» **Task to complete**
Retype exactly the lines from the line with "Objective — a point for each instance of the yellow" to the end of the data, keeping both boundary lines.

[Photo object pointing records]
• • • • • • •
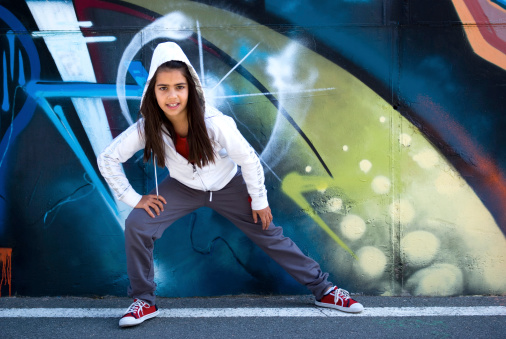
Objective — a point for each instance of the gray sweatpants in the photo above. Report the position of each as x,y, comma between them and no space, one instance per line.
231,202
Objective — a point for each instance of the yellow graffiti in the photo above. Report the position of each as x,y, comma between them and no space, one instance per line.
295,185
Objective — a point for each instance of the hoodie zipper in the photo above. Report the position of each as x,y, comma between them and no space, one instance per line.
202,182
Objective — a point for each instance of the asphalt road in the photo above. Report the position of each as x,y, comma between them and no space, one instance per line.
• • • • • • •
» **Solution to this exercise**
Objective — a point for each instance of the yellow graffiti in the photo above. Report the position of each as x,y, comma between them and no space, one instance per line.
295,185
Objective — a point for each instance of the hoodie zipper in the photo above. Report the position of each as x,y, comma between them and no space, one instance per line.
202,182
Objective — a point for each instance of the asphalt road in the photo above. Report the position of each as x,y, comma between them and no space, one instance per line.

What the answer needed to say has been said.